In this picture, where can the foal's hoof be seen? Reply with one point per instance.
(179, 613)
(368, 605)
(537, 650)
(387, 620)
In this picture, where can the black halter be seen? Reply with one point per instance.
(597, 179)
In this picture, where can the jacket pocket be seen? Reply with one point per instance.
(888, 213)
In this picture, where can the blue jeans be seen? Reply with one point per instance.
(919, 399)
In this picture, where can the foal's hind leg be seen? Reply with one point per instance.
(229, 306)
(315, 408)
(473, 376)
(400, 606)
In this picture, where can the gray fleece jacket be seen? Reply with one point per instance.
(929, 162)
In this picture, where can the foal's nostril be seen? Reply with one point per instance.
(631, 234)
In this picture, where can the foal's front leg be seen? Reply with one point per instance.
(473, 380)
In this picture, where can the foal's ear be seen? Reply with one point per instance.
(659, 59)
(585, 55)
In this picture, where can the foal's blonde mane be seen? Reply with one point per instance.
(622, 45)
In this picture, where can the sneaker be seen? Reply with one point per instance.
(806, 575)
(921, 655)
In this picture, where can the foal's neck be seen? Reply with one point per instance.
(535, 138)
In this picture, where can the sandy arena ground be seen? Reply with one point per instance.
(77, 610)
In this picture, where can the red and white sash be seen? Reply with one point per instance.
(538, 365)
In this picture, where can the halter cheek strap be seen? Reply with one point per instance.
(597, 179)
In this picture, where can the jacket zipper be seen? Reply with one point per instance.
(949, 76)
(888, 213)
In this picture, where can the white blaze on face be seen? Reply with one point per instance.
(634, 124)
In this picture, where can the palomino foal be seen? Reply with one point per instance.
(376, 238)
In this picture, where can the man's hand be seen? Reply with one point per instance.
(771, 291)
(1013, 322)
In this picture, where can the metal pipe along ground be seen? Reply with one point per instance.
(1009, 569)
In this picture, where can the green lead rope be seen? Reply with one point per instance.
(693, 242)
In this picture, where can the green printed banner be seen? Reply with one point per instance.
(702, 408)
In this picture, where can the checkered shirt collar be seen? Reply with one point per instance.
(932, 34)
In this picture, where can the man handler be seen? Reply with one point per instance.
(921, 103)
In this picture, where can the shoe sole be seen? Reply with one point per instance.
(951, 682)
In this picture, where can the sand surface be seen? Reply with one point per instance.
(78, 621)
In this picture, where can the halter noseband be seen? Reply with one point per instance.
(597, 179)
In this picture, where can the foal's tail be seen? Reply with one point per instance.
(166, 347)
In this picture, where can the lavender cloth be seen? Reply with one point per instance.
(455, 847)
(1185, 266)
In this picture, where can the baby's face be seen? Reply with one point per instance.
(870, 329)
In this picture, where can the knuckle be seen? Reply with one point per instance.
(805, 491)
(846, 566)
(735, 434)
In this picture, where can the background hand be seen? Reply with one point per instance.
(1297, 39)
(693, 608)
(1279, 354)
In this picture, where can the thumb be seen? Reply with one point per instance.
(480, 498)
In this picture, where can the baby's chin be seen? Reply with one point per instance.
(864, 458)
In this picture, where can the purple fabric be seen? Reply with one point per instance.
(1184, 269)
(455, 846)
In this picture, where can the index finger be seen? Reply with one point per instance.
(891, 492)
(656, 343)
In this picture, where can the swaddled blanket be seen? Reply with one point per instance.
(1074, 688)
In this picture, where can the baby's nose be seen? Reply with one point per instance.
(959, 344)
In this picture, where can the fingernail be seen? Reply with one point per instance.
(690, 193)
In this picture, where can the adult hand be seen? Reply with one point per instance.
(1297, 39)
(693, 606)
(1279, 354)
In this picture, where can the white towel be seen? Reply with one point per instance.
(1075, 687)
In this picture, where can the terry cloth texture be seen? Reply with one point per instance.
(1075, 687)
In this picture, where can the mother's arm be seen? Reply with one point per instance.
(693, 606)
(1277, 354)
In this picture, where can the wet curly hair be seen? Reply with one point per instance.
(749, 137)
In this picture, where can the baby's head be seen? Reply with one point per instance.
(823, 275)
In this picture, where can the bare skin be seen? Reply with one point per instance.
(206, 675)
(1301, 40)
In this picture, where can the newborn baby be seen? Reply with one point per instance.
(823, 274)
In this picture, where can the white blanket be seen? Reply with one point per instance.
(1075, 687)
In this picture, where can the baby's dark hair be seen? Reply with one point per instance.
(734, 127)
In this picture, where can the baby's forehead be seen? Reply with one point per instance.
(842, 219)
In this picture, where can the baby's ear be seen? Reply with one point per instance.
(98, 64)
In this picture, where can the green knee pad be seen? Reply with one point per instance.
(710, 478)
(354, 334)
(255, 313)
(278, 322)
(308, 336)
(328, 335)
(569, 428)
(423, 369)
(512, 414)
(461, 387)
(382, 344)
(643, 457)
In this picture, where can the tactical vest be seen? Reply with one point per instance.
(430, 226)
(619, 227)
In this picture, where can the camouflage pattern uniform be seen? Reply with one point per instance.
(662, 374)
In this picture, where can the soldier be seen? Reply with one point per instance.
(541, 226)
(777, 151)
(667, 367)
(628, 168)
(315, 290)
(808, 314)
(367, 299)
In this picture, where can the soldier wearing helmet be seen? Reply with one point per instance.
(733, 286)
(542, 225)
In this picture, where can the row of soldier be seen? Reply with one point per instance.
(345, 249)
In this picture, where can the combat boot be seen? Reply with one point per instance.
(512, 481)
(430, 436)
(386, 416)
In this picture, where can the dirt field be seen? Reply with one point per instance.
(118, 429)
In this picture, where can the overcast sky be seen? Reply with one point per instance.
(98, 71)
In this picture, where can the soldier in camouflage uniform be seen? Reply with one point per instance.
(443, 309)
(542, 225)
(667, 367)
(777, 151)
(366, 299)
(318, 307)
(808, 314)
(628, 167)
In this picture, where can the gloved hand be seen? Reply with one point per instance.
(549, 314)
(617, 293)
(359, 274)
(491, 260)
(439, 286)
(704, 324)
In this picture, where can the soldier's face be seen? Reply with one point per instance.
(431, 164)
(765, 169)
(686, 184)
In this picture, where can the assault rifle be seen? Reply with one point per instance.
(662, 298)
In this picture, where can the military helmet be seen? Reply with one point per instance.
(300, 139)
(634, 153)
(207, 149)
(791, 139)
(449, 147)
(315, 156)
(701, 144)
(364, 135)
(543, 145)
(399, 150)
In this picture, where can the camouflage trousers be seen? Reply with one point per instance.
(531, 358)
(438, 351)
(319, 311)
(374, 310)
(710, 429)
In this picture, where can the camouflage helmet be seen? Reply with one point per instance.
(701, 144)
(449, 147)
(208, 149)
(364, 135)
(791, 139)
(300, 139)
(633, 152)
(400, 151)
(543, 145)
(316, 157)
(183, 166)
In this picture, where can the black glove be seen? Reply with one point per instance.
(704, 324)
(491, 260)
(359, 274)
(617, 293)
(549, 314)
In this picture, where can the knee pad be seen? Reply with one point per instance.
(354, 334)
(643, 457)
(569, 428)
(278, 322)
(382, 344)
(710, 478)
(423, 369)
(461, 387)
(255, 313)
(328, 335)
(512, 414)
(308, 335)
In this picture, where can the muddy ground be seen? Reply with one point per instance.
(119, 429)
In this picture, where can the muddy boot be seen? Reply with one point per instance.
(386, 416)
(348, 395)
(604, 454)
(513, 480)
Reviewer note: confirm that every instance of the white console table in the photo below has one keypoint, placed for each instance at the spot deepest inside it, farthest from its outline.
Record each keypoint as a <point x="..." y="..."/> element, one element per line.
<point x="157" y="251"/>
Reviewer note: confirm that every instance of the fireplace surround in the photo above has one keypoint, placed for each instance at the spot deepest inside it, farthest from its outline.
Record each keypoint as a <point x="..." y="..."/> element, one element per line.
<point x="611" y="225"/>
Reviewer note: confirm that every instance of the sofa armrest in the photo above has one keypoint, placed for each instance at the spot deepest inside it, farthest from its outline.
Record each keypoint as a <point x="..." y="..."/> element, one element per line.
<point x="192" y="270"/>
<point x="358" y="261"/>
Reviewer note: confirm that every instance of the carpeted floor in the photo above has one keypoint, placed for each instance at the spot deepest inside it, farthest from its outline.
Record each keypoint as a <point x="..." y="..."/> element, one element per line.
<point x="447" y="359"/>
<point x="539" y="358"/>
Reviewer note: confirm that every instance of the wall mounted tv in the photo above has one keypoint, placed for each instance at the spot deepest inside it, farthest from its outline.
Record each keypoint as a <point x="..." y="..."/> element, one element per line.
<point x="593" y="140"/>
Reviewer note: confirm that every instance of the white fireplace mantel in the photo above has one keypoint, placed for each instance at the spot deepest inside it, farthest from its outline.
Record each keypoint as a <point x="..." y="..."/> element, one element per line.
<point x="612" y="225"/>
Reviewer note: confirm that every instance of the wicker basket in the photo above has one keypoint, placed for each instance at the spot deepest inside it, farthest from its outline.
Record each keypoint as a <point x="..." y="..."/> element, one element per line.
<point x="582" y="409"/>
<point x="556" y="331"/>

──────────

GOAL:
Produce an exact copy of the lines from the one containing "the white fireplace" through the last line, and of nothing else.

SOLVED PROBLEM:
Reviewer note: confirm that every instance of the white fireplace mantel in the photo above has one keypoint, placed for each instance at the spot deepest inside it, farthest from its outline.
Record each keypoint as a <point x="..." y="..."/> element, one element per line.
<point x="612" y="225"/>
Reviewer note: confirm that every instance of the wicker basket in the photo above has one keypoint, placed for each instance at the spot deepest inside it, farthest from its outline.
Record each keypoint as a <point x="..." y="..."/> element, one element per line.
<point x="582" y="409"/>
<point x="556" y="331"/>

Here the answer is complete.